[DIRECTIONS FOR THIS TASK] Set down every entry exactly as it was written.

[DATASET RECORDS]
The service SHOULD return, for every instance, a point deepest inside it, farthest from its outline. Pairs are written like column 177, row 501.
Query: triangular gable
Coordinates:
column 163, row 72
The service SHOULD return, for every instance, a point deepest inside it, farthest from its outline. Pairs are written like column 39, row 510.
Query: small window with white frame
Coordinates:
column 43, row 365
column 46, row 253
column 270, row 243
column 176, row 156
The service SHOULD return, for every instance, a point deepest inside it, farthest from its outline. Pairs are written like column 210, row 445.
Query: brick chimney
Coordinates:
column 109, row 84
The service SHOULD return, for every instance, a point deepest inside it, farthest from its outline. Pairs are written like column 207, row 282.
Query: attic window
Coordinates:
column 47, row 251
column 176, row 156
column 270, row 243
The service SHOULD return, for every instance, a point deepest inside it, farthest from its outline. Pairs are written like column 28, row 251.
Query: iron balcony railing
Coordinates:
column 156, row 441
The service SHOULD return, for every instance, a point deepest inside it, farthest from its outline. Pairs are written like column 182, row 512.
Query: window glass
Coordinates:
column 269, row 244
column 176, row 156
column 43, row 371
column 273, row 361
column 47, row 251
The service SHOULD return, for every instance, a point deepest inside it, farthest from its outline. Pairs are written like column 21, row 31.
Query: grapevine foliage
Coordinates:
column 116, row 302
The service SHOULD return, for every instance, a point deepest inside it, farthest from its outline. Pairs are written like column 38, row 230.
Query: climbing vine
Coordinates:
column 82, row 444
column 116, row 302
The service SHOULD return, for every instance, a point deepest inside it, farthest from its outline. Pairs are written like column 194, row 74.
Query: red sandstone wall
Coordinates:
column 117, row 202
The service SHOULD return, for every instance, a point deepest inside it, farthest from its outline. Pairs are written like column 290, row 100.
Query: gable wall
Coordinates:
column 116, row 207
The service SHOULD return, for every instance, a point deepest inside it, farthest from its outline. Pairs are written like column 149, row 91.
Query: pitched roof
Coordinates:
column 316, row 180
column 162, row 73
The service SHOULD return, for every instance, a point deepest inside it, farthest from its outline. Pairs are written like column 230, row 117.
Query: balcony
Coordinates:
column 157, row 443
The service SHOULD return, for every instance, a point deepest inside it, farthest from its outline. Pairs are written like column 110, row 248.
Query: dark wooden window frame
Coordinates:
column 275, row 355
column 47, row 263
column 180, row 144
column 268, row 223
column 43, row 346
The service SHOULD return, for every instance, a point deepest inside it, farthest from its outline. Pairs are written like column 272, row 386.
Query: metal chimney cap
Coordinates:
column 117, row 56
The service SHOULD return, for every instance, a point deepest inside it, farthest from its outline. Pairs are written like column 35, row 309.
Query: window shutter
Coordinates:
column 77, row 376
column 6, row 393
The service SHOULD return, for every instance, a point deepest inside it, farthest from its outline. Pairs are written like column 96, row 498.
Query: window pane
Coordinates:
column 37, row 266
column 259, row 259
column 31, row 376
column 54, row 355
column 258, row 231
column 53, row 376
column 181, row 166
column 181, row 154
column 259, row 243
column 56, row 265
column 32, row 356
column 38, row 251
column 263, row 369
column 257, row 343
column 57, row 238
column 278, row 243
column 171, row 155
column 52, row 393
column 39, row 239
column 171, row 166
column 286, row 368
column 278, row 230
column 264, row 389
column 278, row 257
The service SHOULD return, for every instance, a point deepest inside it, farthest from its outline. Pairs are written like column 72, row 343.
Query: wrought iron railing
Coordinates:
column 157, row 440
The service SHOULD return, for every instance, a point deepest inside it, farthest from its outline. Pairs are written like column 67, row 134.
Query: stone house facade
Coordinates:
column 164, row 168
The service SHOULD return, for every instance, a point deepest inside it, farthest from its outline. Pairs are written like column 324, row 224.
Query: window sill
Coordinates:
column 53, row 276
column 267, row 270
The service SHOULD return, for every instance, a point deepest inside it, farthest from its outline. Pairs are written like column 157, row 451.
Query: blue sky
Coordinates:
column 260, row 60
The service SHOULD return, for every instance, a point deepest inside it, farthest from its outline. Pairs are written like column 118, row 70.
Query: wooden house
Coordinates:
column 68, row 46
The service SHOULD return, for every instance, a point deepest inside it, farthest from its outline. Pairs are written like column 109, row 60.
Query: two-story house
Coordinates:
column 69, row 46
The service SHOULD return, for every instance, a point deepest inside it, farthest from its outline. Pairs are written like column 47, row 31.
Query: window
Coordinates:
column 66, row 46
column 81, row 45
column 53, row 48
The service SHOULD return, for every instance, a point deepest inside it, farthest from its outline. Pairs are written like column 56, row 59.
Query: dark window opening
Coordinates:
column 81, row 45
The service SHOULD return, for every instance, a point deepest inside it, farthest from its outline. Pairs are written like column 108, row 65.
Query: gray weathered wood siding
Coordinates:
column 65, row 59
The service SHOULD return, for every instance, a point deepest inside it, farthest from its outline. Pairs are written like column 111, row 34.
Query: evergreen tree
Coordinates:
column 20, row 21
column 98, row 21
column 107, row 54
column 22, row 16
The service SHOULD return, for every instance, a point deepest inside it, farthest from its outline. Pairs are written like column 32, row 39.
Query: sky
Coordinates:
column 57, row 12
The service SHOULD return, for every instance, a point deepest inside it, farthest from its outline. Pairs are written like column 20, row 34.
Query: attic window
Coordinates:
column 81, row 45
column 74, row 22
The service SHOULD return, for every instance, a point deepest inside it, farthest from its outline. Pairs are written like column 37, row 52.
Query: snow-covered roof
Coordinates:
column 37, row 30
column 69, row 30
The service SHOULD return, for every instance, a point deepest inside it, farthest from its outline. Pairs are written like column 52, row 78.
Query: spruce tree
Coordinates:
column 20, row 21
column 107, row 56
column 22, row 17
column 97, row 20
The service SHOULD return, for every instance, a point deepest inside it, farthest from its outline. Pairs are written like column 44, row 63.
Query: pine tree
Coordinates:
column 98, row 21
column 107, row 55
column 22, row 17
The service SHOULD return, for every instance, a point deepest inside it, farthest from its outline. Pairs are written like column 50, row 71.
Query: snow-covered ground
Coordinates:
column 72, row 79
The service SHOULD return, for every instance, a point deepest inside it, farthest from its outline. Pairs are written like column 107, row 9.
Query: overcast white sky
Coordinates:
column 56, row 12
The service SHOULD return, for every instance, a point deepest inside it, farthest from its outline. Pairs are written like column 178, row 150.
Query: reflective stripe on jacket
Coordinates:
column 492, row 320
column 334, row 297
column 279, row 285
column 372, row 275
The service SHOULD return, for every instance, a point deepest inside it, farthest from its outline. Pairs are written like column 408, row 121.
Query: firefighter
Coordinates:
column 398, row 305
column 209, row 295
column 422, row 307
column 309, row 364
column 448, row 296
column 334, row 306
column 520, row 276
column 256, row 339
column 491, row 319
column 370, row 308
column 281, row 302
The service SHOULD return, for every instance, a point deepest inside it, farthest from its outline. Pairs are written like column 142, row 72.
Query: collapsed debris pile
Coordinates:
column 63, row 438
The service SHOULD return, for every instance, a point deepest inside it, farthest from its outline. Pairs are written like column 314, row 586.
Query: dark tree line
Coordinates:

[WRITTEN RESPONSE]
The service SHOULD return, for every instance, a point deepest inside it, farthest from its outline. Pairs are written like column 177, row 501.
Query: triangular gable
Coordinates:
column 163, row 72
The service SHOULD return, for every instance, a point deepest inside it, farthest from its outline. Pairs are written like column 39, row 510.
Query: small window with white frame
Coordinates:
column 43, row 365
column 46, row 253
column 270, row 243
column 176, row 156
The service SHOULD return, for every instance, a point deepest inside it, farthest from its outline. Pairs are written like column 210, row 445.
Query: brick chimney
Coordinates:
column 109, row 84
The service SHOULD return, for every instance, a point deepest inside it, farthest from its outline. Pairs are written like column 207, row 282.
Query: attic window
Coordinates:
column 47, row 251
column 176, row 156
column 270, row 243
The service SHOULD return, for every instance, a point deepest inside it, farthest from its outline. Pairs are written like column 28, row 251.
Query: iron balcony railing
Coordinates:
column 156, row 441
The service SHOULD return, for every instance, a point deepest inside it, farthest from its outline. Pairs are written like column 182, row 512.
Query: window glass
Coordinates:
column 269, row 244
column 176, row 156
column 43, row 371
column 273, row 361
column 47, row 251
The service SHOULD return, for every instance, a point deepest inside it, farthest from its outline. Pairs are written like column 21, row 31.
Query: grapevine foliage
Coordinates:
column 116, row 302
The service SHOULD return, for every instance, a point deepest inside it, farthest from its outline. Pairs are written like column 38, row 230.
Query: climbing vine
Coordinates:
column 82, row 444
column 116, row 302
The service SHOULD return, for every instance, a point deepest inside it, farthest from its outline. Pairs are written like column 194, row 74.
Query: red sandstone wall
Coordinates:
column 117, row 202
The service SHOULD return, for every instance, a point deepest inside it, farthest from its outline. Pairs are written like column 290, row 100.
Query: gable wall
Coordinates:
column 116, row 207
The service SHOULD return, for every instance, a point deepest inside it, farthest from its outline. Pairs are written like column 149, row 91.
Query: pitched roof
Coordinates:
column 316, row 180
column 162, row 73
The service SHOULD return, for every instance, a point deepest inside it, farthest from its outline. Pairs are written like column 230, row 117.
Query: balcony
Coordinates:
column 157, row 443
The service SHOULD return, for every instance, a point deepest inside it, farthest from its outline. Pairs are written like column 110, row 248.
Query: dark wooden window frame
Coordinates:
column 275, row 355
column 47, row 263
column 180, row 144
column 268, row 223
column 43, row 346
The service SHOULD return, for every instance, a point deepest inside it, farthest from its outline. Pairs are written like column 272, row 386.
Query: metal chimney cap
Coordinates:
column 117, row 56
The service SHOULD return, for every instance, a point deepest inside it, farthest from its outline. Pairs are written like column 35, row 309.
Query: window shutter
Coordinates:
column 77, row 376
column 6, row 393
The service SHOULD return, for every instance, a point deepest inside it, farthest from its outline. Pairs are written like column 96, row 498.
Query: window pane
Coordinates:
column 37, row 266
column 259, row 259
column 31, row 376
column 54, row 355
column 258, row 231
column 53, row 376
column 181, row 166
column 181, row 154
column 259, row 243
column 56, row 265
column 32, row 356
column 38, row 251
column 263, row 369
column 257, row 343
column 57, row 238
column 278, row 243
column 171, row 155
column 52, row 393
column 39, row 239
column 171, row 166
column 286, row 368
column 278, row 230
column 264, row 389
column 278, row 257
The service SHOULD return, for every instance, a point deepest inside it, farthest from its outline. Pairs are written like column 72, row 343.
Query: wrought iron railing
Coordinates:
column 157, row 440
The service SHOULD return, for every instance, a point deepest inside it, farthest from its outline. Pairs are written like column 67, row 134.
Query: stone house facade
Coordinates:
column 164, row 168
The service SHOULD return, for every instance, a point deepest inside it, farthest from its outline. Pairs are written like column 324, row 224.
Query: window sill
Coordinates:
column 53, row 276
column 267, row 270
The service SHOULD return, for every instance, a point deepest inside it, farthest from its outline. Pairs are written like column 157, row 451.
Query: blue sky
Coordinates:
column 260, row 60
The service SHOULD return, for every instance, a point deepest inside it, farthest from its outline. Pairs are written like column 118, row 70.
Query: wooden house
Coordinates:
column 68, row 46
The service SHOULD return, for every instance, a point deepest inside it, farthest from its outline. Pairs are written like column 109, row 60.
Query: two-story house
Coordinates:
column 69, row 46
The service SHOULD return, for every instance, a point deepest inside it, farthest from its outline. Pairs are written like column 47, row 31.
Query: window
Coordinates:
column 66, row 46
column 81, row 45
column 53, row 48
The service SHOULD return, for every instance, a point deepest inside it, farthest from its outline. Pairs are written like column 56, row 59.
Query: dark window opening
Coordinates:
column 81, row 45
The service SHOULD return, for every instance, a point deepest inside it, farthest from its outline. Pairs are written like column 108, row 65.
Query: gray weathered wood siding
Coordinates:
column 65, row 59
The service SHOULD return, for every instance, a point deepest inside it, farthest from its outline. Pairs are written like column 111, row 34.
Query: evergreen tree
Coordinates:
column 20, row 21
column 98, row 21
column 107, row 54
column 22, row 16
The service SHOULD return, for every instance, a point deepest inside it, farthest from its outline. Pairs are written like column 32, row 39.
Query: sky
Coordinates:
column 57, row 12
The service SHOULD return, for every instance, a point deepest inside it, farthest from its outline. Pairs are written like column 20, row 34.
Query: attic window
Coordinates:
column 81, row 45
column 74, row 22
The service SHOULD return, for every instance, a point deepest inside it, farthest from its outline. Pairs are written like column 37, row 52.
Query: snow-covered roof
Coordinates:
column 37, row 30
column 69, row 30
The service SHOULD return, for every instance, a point deepest inside it, farthest from its outline. Pairs are written like column 52, row 78.
Query: spruce tree
Coordinates:
column 20, row 21
column 107, row 56
column 22, row 17
column 97, row 20
The service SHOULD return, for every instance, a point deepest inside it, farthest from its outline. Pairs are written like column 44, row 63.
Query: pine tree
Coordinates:
column 98, row 21
column 107, row 55
column 22, row 17
The service SHOULD return, for every instance, a point deepest inside it, farthest from its outline. Pairs are written like column 50, row 71.
Query: snow-covered ground
Coordinates:
column 72, row 79
The service SHOULD return, for every instance, a point deepest inside it, farthest from its outline. Pairs are written like column 107, row 9.
Query: overcast white sky
Coordinates:
column 56, row 12
The service SHOULD return, for every instance, a point deepest inside it, farthest from its outline. Pairs are written like column 178, row 150.
Query: reflective stripe on jacket
Coordinates:
column 492, row 320
column 334, row 297
column 279, row 285
column 372, row 275
The service SHOULD return, for every instance, a point deepest inside it, farthest from its outline. Pairs are written like column 408, row 121.
Query: firefighter
Coordinates:
column 398, row 305
column 209, row 295
column 422, row 307
column 309, row 364
column 448, row 296
column 334, row 306
column 520, row 276
column 256, row 339
column 491, row 319
column 370, row 308
column 281, row 302
The service SHOULD return, for every instance, a point deepest inside it, farthest from its outline. Pairs are written like column 142, row 72.
Query: collapsed debris pile
Coordinates:
column 63, row 438
The service SHOULD return, for every instance, a point deepest inside it, farthest from its outline. Pairs are written like column 314, row 586.
Query: dark tree line
Coordinates:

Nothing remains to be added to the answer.